---------- Fragmento de origen ----------

Ser cristiano es vivir en actitud de comunión y participación, actitud de amor ilimitado; es tomar conciencia de que somos seres creados para los demás, para vivir eucarísticamente, para, como Jesús, partirnos y repartirnos hasta quedar en nada, hasta morirnos de amor. Jesús se vació de sí mismo hasta el extremo, nada retuvo para sí, todo lo entregó, hasta su propio Espíritu.
Salir es la consigna para ser seguidor del Señor, pero no sin antes haber entrado dentro de sí, de tal manera que lo que sale de nosotros sea siempre fruto de la oración, de la contemplación, del encuentro íntimo y amoroso con el Señor. Por eso podemos afirmar que existe lo que está sucediendo, lo que acontece, lo que está saliendo y está en movimiento, lo que se va entregando, lo que se va convirtiendo en experiencia, que es salir de sí para encontrarse con la realidad. Esta es la razón por la que dice el Evangelio que aquel a quien se le dieron los talentos y no los puso en práctica se le quitarán y se le darán al que tenía más talentos y los puso en movimiento, en ejercicio de producción, de donación, de entrega. Todo don de Dios que se guarda y no se pone a funcionar se atrofia, deja de existir, se frustra y no cumple su misión. De esto tendremos que dar cuentas al Señor, de los talentos que nos confió para hacerlos producir. El pecado frustra la esencia del ser humano, lo lleva a retener, a guardar, a codiciar, a vivir para sí y no para la misión para la que fue creado que es la de amar y servir, donarse, entregarse, crear con el Padre. Se da la batalla entre el hombre viejo y el hombre nuevo, como nos lo señala san Pablo. Son dos fuerzas encontradas; una fuerza que nos lleva a retener de manera egoísta y la otra que nos lanza a donarnos, a amar sin límites. El Espíritu del Señor nos ayuda a optar por obrar evangélicamente, subyugando al hombre viejo y abriendo todas las compuertas para que el Hombre Nuevo surja con potencia y como signo de la presencia del Señor, que hace posible que “donde abunda el mal, sobreabunde el bien”.

----------

### Preguntas
A - Reproduce el pasaje del texto sobre la vida cristiana que comienza con "Ser cristiano es" y llega hasta "su propio Espíritu.".
B - Continúa, por favor, el texto sobre la vida cristiana a partir de donde termina.

---------- Datos proporcionados ----------

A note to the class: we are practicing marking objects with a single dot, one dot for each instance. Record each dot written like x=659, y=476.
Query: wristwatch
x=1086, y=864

----------

### Respuestas
A -
Ser cristiano es vivir en actitud de comunión y participación, actitud de amor ilimitado; es tomar conciencia de que somos seres creados para los demás, para vivir eucarísticamente, para, como Jesús, partirnos y repartirnos hasta quedar en nada, hasta morirnos de amor. Jesús se vació de sí mismo hasta el extremo, nada retuvo para sí, todo lo entregó, hasta su propio Espíritu.

B -
Estamos llamados a la trascendencia y nos hacemos trascendentes en la medida en que salimos y nos donamos. Es el Espíritu Santo, la fuerza de Jesús Resucitado, quien actúa en nosotros y nos ayuda a trascender, a salir, a ser, a salir de nuestro yo instintivo para tocar la realidad del otro. No podemos ser miembros muertos del cuerpo de Cristo. Permanezcamos unidos al tronco, a la Vid verdadera y así tendremos vida permanente en nosotros para entregarla, para vivir nuestra misión de Comunión y Participación en el lugar donde el Señor nos ha colocado. Seamos seres humanos con conciencia de servicio incondicional, en búsqueda de los que más nos necesitan y seremos verdaderamente cristianos y seguidores del Señor.